* **Your task**: An exact copy of the entries is needed, with every line included.

* **Data under study**:
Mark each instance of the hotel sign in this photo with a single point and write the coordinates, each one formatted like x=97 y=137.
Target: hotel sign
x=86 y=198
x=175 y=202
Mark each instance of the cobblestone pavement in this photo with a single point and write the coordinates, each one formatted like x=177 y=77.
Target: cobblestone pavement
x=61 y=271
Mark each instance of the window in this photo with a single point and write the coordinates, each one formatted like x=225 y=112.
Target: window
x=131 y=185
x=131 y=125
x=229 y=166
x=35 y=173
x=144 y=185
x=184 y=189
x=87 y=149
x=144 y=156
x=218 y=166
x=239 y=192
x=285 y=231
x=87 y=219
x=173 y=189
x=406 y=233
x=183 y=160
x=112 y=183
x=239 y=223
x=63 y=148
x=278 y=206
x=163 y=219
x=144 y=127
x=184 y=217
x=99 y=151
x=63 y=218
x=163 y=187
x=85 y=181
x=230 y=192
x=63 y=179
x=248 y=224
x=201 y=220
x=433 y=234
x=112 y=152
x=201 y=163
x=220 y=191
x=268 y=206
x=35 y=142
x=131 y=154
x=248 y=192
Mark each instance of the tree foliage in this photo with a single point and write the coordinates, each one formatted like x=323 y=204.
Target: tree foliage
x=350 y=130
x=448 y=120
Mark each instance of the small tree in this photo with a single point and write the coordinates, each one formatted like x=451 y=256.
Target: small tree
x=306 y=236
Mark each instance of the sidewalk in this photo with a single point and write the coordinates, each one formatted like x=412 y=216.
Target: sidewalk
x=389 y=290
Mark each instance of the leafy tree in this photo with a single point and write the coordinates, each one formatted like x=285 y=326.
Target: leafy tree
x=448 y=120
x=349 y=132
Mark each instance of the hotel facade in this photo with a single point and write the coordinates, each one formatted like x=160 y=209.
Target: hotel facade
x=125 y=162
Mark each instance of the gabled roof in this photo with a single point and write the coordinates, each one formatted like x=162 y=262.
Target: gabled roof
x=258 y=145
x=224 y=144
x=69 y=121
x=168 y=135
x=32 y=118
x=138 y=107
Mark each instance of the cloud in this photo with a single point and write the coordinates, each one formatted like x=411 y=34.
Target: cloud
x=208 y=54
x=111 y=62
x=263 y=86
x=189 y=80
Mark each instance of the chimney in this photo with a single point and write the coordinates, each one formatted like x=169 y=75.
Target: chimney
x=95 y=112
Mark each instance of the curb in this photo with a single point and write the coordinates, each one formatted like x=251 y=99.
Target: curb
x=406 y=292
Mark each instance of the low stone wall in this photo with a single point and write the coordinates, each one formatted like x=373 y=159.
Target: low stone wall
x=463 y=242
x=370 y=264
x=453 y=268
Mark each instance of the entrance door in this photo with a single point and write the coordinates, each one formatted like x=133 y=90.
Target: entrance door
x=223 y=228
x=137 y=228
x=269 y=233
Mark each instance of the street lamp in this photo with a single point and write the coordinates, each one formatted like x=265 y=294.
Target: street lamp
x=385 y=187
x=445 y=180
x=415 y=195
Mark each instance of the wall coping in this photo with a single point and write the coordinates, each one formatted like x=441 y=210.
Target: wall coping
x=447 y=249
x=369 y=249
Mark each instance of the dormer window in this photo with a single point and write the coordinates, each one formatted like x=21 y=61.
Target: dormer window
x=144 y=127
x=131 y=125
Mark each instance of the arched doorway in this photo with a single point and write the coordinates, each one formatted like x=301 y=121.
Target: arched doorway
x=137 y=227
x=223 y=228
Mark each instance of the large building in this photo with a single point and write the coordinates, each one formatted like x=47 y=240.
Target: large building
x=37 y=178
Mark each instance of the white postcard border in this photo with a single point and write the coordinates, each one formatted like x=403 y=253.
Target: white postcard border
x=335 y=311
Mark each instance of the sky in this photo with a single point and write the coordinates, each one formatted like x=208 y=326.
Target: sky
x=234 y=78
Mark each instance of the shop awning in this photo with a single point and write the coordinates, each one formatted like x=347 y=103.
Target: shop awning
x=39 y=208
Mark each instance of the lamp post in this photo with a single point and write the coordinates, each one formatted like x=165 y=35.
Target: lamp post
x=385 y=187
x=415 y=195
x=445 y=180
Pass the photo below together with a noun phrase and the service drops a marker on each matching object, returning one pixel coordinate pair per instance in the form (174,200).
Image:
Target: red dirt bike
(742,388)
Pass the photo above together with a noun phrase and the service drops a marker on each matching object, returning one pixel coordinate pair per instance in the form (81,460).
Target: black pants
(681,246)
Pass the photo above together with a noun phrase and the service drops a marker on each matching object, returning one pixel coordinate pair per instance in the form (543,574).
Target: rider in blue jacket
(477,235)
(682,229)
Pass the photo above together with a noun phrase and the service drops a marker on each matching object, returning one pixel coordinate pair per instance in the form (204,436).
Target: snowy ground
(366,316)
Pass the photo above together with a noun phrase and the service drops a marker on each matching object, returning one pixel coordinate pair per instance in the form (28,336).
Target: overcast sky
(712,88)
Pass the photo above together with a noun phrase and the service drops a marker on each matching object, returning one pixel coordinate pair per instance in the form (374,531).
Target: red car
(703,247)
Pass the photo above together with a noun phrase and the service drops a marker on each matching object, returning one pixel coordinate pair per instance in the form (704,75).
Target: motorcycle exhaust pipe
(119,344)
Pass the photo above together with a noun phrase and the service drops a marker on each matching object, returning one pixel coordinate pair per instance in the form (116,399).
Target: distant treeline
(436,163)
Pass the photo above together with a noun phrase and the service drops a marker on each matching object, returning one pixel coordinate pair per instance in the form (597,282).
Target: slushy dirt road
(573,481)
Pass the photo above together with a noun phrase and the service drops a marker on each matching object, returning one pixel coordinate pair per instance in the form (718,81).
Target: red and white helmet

* **Solution below**:
Mark each instance of the hotel sign in this photo with a single point and write the coordinates, each one formatted like x=97 y=137.
Target: hotel sign
x=86 y=198
x=175 y=202
Mark each instance of the cobblestone pavement in this photo with a single point and write the coordinates, each one formatted like x=177 y=77.
Target: cobblestone pavement
x=61 y=271
Mark each instance of the window in this photo with a single point and write the coordinates, each one formatted like x=225 y=112.
Target: window
x=131 y=185
x=131 y=125
x=229 y=166
x=35 y=173
x=144 y=185
x=184 y=189
x=87 y=149
x=144 y=156
x=218 y=166
x=239 y=192
x=285 y=231
x=87 y=219
x=173 y=189
x=406 y=233
x=183 y=160
x=112 y=183
x=239 y=223
x=63 y=148
x=278 y=206
x=163 y=219
x=144 y=127
x=184 y=217
x=99 y=151
x=63 y=218
x=163 y=187
x=85 y=181
x=230 y=192
x=63 y=179
x=248 y=224
x=201 y=220
x=433 y=234
x=112 y=152
x=201 y=163
x=220 y=191
x=268 y=206
x=35 y=142
x=131 y=154
x=248 y=192
Mark each instance of the tree foliage in this photo with a single point and write the coordinates, each one formatted like x=323 y=204.
Target: tree foliage
x=350 y=130
x=448 y=120
Mark each instance of the small tree in this photo with a single point and write the coordinates, each one formatted like x=451 y=256.
Target: small tree
x=306 y=236
Mark each instance of the sidewalk in this photo with a single point and write the coordinates, each one formatted like x=412 y=216.
Target: sidewalk
x=389 y=290
Mark each instance of the leafy tree in this photo with a single point and write the coordinates, each one formatted like x=285 y=326.
Target: leafy tree
x=448 y=120
x=349 y=132
Mark each instance of the hotel facade in this photo with a single point and write the coordinates, each one formatted like x=160 y=209.
Target: hotel facade
x=125 y=162
Mark each instance of the gabled roof in this photo with a single point and write the coordinates, each one formatted like x=162 y=262.
Target: gabled roof
x=258 y=145
x=224 y=144
x=69 y=121
x=168 y=135
x=32 y=118
x=138 y=107
Mark each instance of the cloud in this photo with a single point and write the coordinates, each one formatted like x=411 y=34.
Target: cloud
x=208 y=54
x=111 y=62
x=263 y=86
x=189 y=80
Mark each instance of the chimney in this photo with a single point and write the coordinates, each one formatted like x=169 y=75.
Target: chimney
x=95 y=112
Mark each instance of the curb in this photo with a single point and write the coordinates, each one formatted like x=251 y=99.
Target: curb
x=406 y=292
Mark each instance of the low stone wall in this photo with a single point and write the coordinates, each one formatted like x=373 y=159.
Target: low stone wall
x=463 y=242
x=370 y=264
x=453 y=268
Mark each instance of the entrance door in this photo with a single point and write the coordinates, each one formatted like x=133 y=90.
Target: entrance door
x=223 y=228
x=137 y=228
x=269 y=233
Mark each instance of the street lamp in this photo with a single point and write the coordinates, each one formatted like x=265 y=294.
Target: street lamp
x=385 y=187
x=445 y=180
x=415 y=195
Mark each instance of the wall coping in this photo with a single point and write the coordinates, each one formatted like x=441 y=210.
Target: wall coping
x=447 y=249
x=369 y=249
Mark each instance of the dormer window in this photo with a single point and write the coordinates, each one formatted like x=21 y=61.
Target: dormer window
x=144 y=127
x=131 y=125
Mark each instance of the arched doorway in this photo with a single point and write the coordinates, each one formatted like x=301 y=121.
Target: arched doorway
x=137 y=227
x=223 y=228
Mark each instance of the large building in this photo with a single point and write the coordinates, each one formatted like x=47 y=240.
Target: large building
x=37 y=178
Mark each instance of the white postcard border in this photo with a single point and write the coordinates, each one formatted like x=403 y=253.
Target: white postcard border
x=335 y=311
Mark each instance of the sky in this photo with a single point and write the coordinates, each one formatted like x=208 y=326.
Target: sky
x=234 y=78
Mark each instance of the shop awning in this photo with a single point and write the coordinates, each one formatted like x=347 y=103.
Target: shop awning
x=39 y=208
Mark each instance of the lamp post in this photo with a single point and write the coordinates, each one formatted like x=165 y=35.
Target: lamp post
x=385 y=187
x=415 y=195
x=445 y=180
Pass the photo below together with a noun phrase and the service drops a marker on each matching object, returning one pixel coordinate pair per instance in the form (174,200).
Image:
Target: red dirt bike
(742,388)
Pass the photo above together with a noun phrase and the service drops a marker on each matching object, returning one pixel coordinate pair per instance in the form (81,460).
Target: black pants
(681,246)
Pass the photo above together with a noun phrase and the service drops a marker on each matching object, returning one pixel coordinate pair per instance in the form (543,574).
Target: rider in blue jacket
(477,235)
(682,229)
Pass the photo above together with a noun phrase and the service drops a marker on each matching object, returning one pixel coordinate pair per instance in the form (204,436).
Target: snowy ground
(366,316)
Pass the photo above together with a noun phrase and the service drops a marker on each matching object, returning one pixel coordinate pair per instance in the form (28,336).
Target: overcast sky
(712,88)
Pass the photo above together with a noun phrase and the service drops a marker on each matching object, returning one pixel coordinate pair per instance in the form (374,531).
Target: red car
(703,247)
Pass the photo above together with a noun phrase and the service drops a marker on each matching object, returning one pixel coordinate pair per instance in the form (704,75).
Target: motorcycle exhaust pipe
(119,344)
Pass the photo above together with a noun phrase and the service drops a marker on each matching object, returning one pixel coordinate pair per instance in the form (116,399).
Target: distant treeline
(436,163)
Pass the photo above together with a noun phrase and the service drops a marker on each matching object, returning one pixel coordinate pair per instance in the form (597,282).
Target: slushy dirt road
(573,481)
Pass the photo above together with a noun phrase and the service drops a marker on each matching object, returning one pixel coordinate pair per instance in the form (718,81).
Target: red and white helmet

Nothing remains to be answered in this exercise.